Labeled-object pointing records
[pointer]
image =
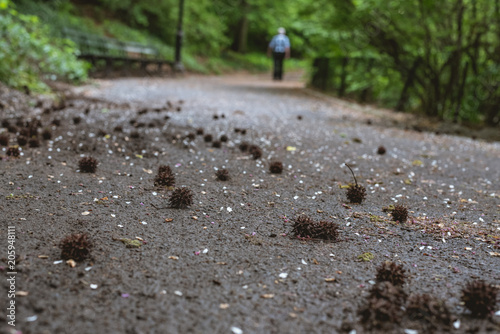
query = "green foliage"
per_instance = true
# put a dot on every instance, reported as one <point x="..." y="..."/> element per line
<point x="29" y="54"/>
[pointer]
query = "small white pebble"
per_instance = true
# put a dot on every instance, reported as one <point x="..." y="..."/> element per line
<point x="236" y="330"/>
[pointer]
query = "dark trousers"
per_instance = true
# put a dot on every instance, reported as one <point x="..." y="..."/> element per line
<point x="278" y="65"/>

WRITTEN EXERCISE
Swap "put a dot on" for "place a marker on" throughout all the records and write the lines out again with everything else unchanged. Omit the pictures from your answer.

TASK SOLUTION
[pointer]
image =
query = "green foliage"
per_instance = true
# place a marker on every instance, reported as one <point x="..." y="..."/> element per line
<point x="29" y="54"/>
[pointer]
query = "small white pebble"
per_instance = true
# place a marker on every instance, reported as one <point x="..." y="..."/> element per line
<point x="236" y="330"/>
[pointer]
query = "dark trousers"
per_instance = true
# place a marker on every instance, reported as one <point x="..." y="..."/> element per line
<point x="278" y="65"/>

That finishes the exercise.